▶ [DIRECTIVE]: Put the entries from the start of the entries through the line containing "[376,342,385,438]", inclusive, into a two-column CSV with the headers text and answer. Use one row per entry, and quote each field with its line breaks replaced by spaces.

▶ [RECORD EXCERPTS]:
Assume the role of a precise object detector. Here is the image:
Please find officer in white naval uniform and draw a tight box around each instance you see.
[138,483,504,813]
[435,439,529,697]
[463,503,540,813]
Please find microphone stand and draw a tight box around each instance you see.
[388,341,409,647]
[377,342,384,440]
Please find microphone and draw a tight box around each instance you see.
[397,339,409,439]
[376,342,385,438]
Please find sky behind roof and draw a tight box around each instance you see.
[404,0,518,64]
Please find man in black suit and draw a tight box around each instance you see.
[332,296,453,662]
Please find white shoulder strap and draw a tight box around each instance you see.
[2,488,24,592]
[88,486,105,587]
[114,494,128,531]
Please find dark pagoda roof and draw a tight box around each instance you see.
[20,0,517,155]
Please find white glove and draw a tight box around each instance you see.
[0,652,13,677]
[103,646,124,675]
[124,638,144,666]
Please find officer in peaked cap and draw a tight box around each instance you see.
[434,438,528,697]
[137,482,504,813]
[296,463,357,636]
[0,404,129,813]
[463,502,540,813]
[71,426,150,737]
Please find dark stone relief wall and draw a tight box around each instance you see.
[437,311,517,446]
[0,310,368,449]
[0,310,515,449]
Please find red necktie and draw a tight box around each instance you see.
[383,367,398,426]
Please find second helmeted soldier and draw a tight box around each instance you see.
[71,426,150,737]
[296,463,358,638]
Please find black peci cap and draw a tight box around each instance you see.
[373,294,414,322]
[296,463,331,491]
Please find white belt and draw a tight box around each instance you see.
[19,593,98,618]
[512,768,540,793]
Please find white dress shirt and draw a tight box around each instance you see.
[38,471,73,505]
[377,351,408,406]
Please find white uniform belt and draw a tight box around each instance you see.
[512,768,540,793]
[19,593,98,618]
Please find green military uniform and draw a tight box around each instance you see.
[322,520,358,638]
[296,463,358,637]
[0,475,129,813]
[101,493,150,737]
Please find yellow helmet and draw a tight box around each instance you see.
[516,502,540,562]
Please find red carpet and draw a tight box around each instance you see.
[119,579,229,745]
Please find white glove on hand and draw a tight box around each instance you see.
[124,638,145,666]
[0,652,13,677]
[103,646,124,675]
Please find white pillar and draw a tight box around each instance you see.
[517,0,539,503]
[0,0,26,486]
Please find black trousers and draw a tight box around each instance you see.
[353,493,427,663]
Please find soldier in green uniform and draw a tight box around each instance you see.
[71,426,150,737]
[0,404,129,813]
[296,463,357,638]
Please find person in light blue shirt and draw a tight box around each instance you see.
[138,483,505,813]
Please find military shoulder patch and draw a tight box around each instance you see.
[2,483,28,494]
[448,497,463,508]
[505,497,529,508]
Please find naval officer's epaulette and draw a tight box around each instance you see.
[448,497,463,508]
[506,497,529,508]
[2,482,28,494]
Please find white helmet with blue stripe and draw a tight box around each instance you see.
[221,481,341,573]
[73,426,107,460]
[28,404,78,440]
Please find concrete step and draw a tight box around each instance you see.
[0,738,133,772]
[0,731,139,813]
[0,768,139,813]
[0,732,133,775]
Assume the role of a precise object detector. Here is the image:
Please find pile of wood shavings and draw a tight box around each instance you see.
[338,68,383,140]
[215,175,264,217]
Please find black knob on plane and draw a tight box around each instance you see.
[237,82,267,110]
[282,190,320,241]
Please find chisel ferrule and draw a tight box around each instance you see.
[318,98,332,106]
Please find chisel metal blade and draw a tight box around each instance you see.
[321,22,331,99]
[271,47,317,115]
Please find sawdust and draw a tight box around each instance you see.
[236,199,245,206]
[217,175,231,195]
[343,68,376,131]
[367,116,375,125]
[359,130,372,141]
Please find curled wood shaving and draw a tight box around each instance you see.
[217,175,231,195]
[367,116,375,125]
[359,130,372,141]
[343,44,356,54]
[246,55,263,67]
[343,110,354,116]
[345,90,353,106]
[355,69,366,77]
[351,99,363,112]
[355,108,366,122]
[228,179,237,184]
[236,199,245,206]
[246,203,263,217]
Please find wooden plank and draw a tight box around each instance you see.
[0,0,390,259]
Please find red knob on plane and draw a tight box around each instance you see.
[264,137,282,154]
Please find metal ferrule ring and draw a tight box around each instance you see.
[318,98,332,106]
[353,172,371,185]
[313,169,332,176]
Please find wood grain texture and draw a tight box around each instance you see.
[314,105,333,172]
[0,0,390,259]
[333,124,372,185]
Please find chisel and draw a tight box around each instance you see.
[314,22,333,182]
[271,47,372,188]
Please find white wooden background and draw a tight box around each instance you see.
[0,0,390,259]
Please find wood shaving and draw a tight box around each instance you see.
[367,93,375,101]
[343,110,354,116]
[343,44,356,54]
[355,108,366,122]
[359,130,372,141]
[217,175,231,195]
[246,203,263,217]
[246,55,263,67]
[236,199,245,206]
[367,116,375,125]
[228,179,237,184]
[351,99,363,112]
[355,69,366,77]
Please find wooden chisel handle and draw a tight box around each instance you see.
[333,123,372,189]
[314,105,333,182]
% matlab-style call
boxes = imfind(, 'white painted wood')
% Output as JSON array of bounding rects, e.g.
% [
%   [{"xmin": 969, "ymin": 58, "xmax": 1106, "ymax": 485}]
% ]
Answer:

▶ [WORKED ANSWER]:
text,answer
"Assume the role of a precise object detector. Here is the image: Please find officer in white naval uniform and draw a tight box around each instance you see.","[138,483,504,813] [435,439,529,697] [463,503,540,813]"
"Please find microphone stand and draw a tight box around each instance you see.","[388,341,409,647] [377,342,384,440]"
"Please find microphone and draw a tight box around each instance you see.","[397,339,409,439] [376,342,385,438]"